# Self Portrait



## Emma-Lee (Feb 13, 2006)

As I said before, just got a new digital SLR...the Canon Rebel-XT. I'm still getting used to everything. After using a crappy point and shoot for so long it's a big change.

I had the idea for a "mad hatter" inspired pic, only I was going to be the only guest at the tea party. Lonesome near Valentine's day what can I say? hahaha

This was really the only one that captured the vision I had in mind for the shot.

*"The Lonely Tea Party"*​


----------



## Big Mike (Feb 13, 2006)

Captured very well.  Great shallow DOF and nice soft side lighting.


----------



## AprilRamone (Feb 13, 2006)

I love your expression.  It captures your mood really well.  Also, I love the DOF too.  The only thing I don't like is that it seems like you might have gone a little bit overboard with the tea-party theme.  I don't necessarily get a tea-party feel just because it seems a bit too cluttered to me.  But, otherwise, I think it's an awesome picture!:thumbup:


----------



## Alexandra (Feb 13, 2006)

I was considering getting a Rebel too... is it really good?

Really love the shot!
I like that with all the color in there your eyes still stand out a lot :thumbup:
And as they said, the dof is really sweet


----------



## Emma-Lee (Feb 13, 2006)

haha yeah maybe I did get carried away, but I wanted it to look a bit "mad" ya know? Disorderly? I wanted it to seem like a lot of other people should be there but alas there is only me. haha Silly fun!


----------



## Alexandra (Feb 13, 2006)

Emma-Lee said:
			
		

> I wanted it to seem like a lot of other people should be there but alas there is only me


well, i think you really got that effect... you really look as in a disappointed mood... The pic definately has an "alice in wonderland" feel to it


----------



## danalec99 (Feb 13, 2006)

Big Mike said:
			
		

> Captured very well. Great shallow DOF and nice soft side lighting.


Ditto.

What's the source of lighting here?


----------



## bace (Feb 13, 2006)

Holy makeup batman.

Love it...as always.


----------



## Oldfireguy (Feb 13, 2006)

I like it!  You did a good job.


----------



## Emma-Lee (Feb 13, 2006)

danalec99 said:
			
		

> Ditto.
> 
> What's the source of lighting here?


 
Natural light from the side window.



			
				bace said:
			
		

> Holy makeup batman.
> 
> Love it...as always.


 
I air brushed my face a bit to give it a doll-like feel and enchanced the eyes to make them pop more.


----------



## tito_gh (Feb 13, 2006)

the only thing that bugs me is that crooked piece of wood in the background otherwise awesome job


----------



## Emma-Lee (Feb 13, 2006)

tito_gh said:
			
		

> the only thing that bugs me is that crooked piece of wood in the background otherwise awesome job


 
hahaha ya it bugged me a bit at first too, it's not crooked wood it's crooked angle...but it kinda adds to the weirdness. It's one of those ledges that runs all around the room to put plates on etc.


----------



## danalec99 (Feb 13, 2006)

Emma-Lee said:
			
		

> Natural light from the side window.


:thumbup:


----------



## woodsac (Feb 13, 2006)

Another :thumbup: on the lighting and dof.
I like the 'madness'. You gotta love disorder sometimes


----------



## Onyx (Feb 13, 2006)

i love it. i dont know why but it reminded me of pulp fiction.:blushing:


----------



## AIRIC (Feb 13, 2006)

§ Recorded data:
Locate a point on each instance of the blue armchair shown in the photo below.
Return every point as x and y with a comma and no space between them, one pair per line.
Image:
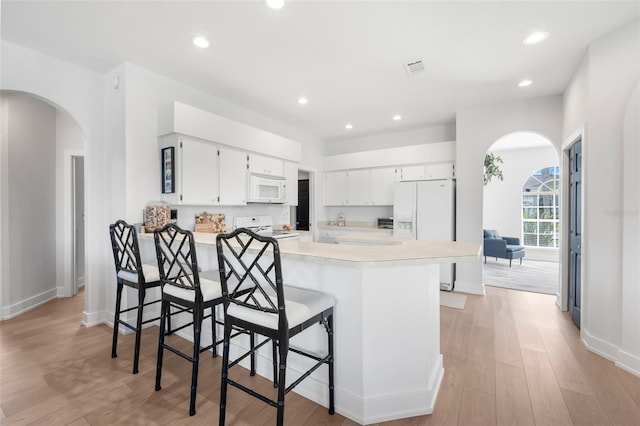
501,247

§ Directions:
• 1. In the self-portrait forum thread, rewrite the paragraph beginning "I love your expression." as a short bulleted list that keeps its main points.
• 2. According to the self-portrait forum thread, what was the light source for the photo?
• 3. Carry on the self-portrait forum thread from its last line.

§ Answers to the problems:
• 1.
- Loves the expression, which captures the mood very well.
- Also loves the depth of field.
- Feels the tea-party theme may have gone a little overboard: the scene seems too cluttered to give a tea-party feel.
- Otherwise thinks it is an awesome picture.

• 2. Natural light from the side window.

• 3.
Great shot, I love it.

Eric


----------



## craig (Feb 13, 2006)

Good camera work! Looks like you and the Rebel XT will work out well together. The black bar seems distracting.


----------



## JonK (Feb 13, 2006)

works for me  nicely done. I think you conveyed the feeling you were after.
loved the work on your website BTW.


----------



## elsaspet (Feb 14, 2006)

Wow Emma, that is some FANTASTIC work!  I love the lighting, the pose, the props, the colors, the focus.........everything.  You are a beauty too!
VERY well done.  I can't wait to see more.


----------



## Taralyn Romero (Feb 15, 2006)

Wow - this is great!  Very creative and beautifully put together!  Congrats on your success in conveying your "lonely tea party" feeling!


----------



## Reefbabe (Feb 15, 2006)

I REALLY like this photo. The title goes well because it DOES look as if you went through all this trouble putting together this elaborate little get-together....only to be cut down with dissapointment when your guest did not show. The expression truely depicts that. Great work!

Also...you are very beautiful. I look foward to seeing more of your "self portraits" in the future.


----------



## MommyOf4Boys (Feb 15, 2006)

I love it!  You did so well expressing what you were feeling.  I think the clutterness adds to the feeling and everything seems so perfectly chaotic!  Awsome job.


----------



## photogoddess (Feb 15, 2006)

I keep coming back to this photo and everytime, I seem to go away liking it more. Nice work!


----------



## Jeepnut28 (Feb 15, 2006)

this photo is great,  I love it.  great work.


----------



## df3photo (Feb 15, 2006)

I love it except the background at the top... the dark line keeps drawing me away. but I love everything else.


----------



## Emma-Lee (Feb 16, 2006)

Awww thanks everyone! I'm glad it's got such great feedback. I'm also glad my mother has an extensive collection of tea pots and cups and saucers. I even went out and bought conversation hearts (in the foreground) because they remind me of the little note on the bottle Alice drank which said "drink me". hahaha. Conveniently, it was the day before Valentines.

Thanks for all the welcoming words! :blushing:

Also, I'm still torn about the wood at the top. I have tried it with and without and haven't decided yet which I prefer.


----------



## Quickmagic (Feb 16, 2006)

Excellent portrait Emma-Lee, The camera shows  your beauty and your expression is just great.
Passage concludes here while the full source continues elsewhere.